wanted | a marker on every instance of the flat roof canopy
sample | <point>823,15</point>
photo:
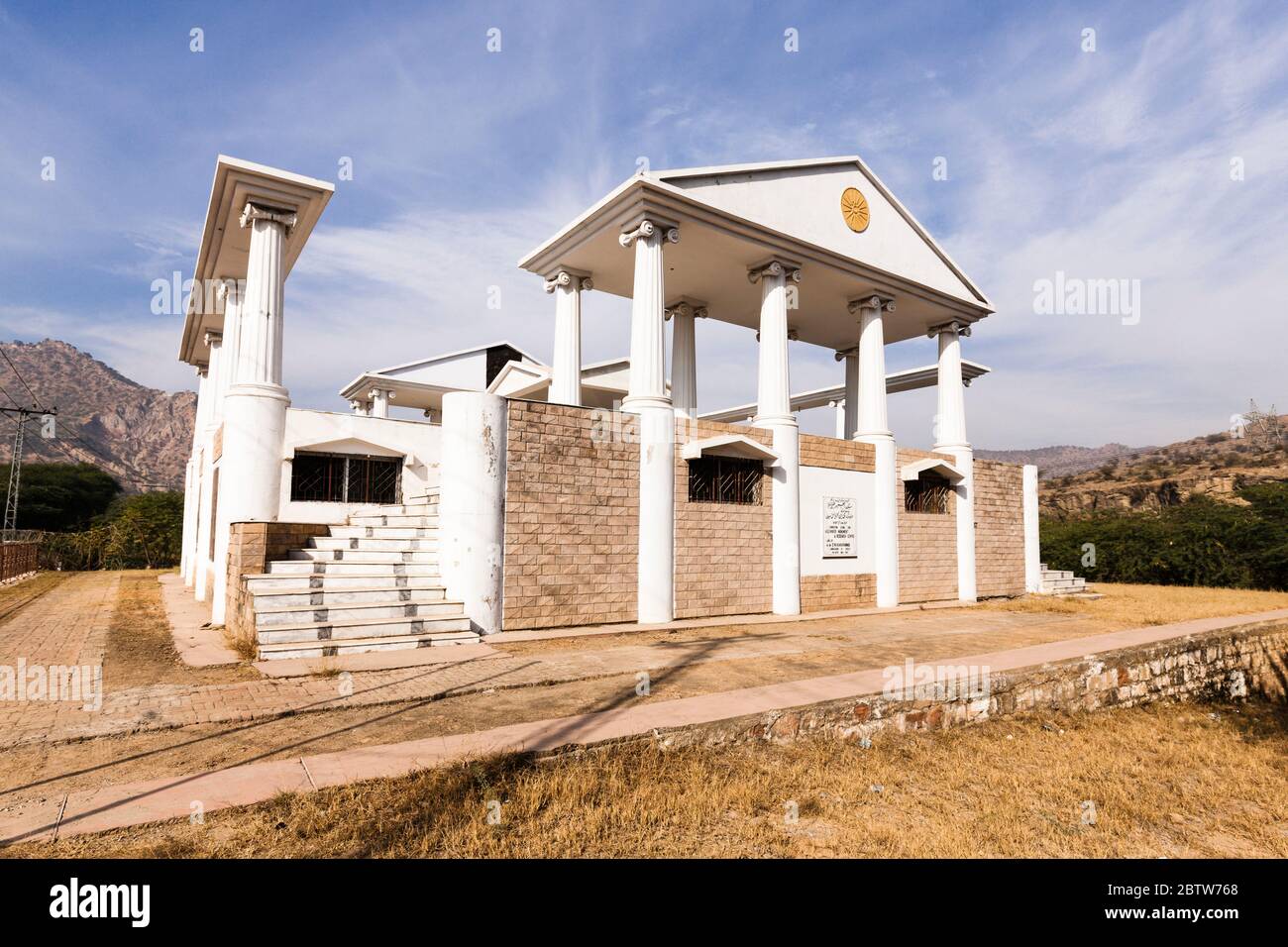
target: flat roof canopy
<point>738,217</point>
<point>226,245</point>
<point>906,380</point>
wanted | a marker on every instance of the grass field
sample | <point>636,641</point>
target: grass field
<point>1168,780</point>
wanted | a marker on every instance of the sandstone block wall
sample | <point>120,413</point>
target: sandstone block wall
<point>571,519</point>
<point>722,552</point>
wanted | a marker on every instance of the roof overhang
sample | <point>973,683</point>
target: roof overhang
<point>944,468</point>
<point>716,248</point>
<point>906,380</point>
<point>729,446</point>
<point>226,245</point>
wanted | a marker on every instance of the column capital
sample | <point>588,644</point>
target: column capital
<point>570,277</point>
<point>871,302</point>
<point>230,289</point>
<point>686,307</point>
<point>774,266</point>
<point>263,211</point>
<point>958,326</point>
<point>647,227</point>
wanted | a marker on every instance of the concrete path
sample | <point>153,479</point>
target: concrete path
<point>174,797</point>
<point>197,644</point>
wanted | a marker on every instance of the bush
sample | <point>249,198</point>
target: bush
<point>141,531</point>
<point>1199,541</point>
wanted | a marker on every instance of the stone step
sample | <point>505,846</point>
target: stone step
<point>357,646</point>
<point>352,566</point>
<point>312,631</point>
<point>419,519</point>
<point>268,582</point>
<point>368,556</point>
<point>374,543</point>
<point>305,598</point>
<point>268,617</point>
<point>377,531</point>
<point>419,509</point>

:::

## DIRECTION
Copy all of the material above word for word, but leave out the pictures.

## SOLUTION TO THIS PROBLEM
wanted | a marker on every instance of the flat roof canopy
sample | <point>823,15</point>
photo:
target: flat roof canopy
<point>738,217</point>
<point>226,245</point>
<point>906,380</point>
wanted | a marker on every instance of the grass field
sample | <point>636,641</point>
target: grass field
<point>1168,780</point>
wanted | a marker on every instance of the sandstone block wall
sample | <point>120,413</point>
target: sandstone block wall
<point>571,519</point>
<point>722,552</point>
wanted | a marker on every instance of the roof overhang
sample | <point>973,683</point>
target: roof overhang
<point>944,468</point>
<point>716,248</point>
<point>906,380</point>
<point>729,446</point>
<point>226,245</point>
wanted | a marker on every instance of the column capital
sample | <point>588,644</point>
target: column capital
<point>570,277</point>
<point>871,302</point>
<point>230,289</point>
<point>686,307</point>
<point>774,266</point>
<point>263,211</point>
<point>958,326</point>
<point>647,227</point>
wanted | a marker on every instance of the concrete path
sample | <point>153,479</point>
target: concrete path
<point>174,797</point>
<point>197,644</point>
wanted | a marker on every instance of the bush
sample | <point>249,198</point>
target: bush
<point>141,531</point>
<point>1199,541</point>
wanted | a marker on every instance of the stone step
sample | <point>505,846</point>
target: stone step
<point>357,646</point>
<point>352,566</point>
<point>312,631</point>
<point>419,519</point>
<point>268,582</point>
<point>368,556</point>
<point>374,543</point>
<point>305,598</point>
<point>268,617</point>
<point>377,531</point>
<point>419,509</point>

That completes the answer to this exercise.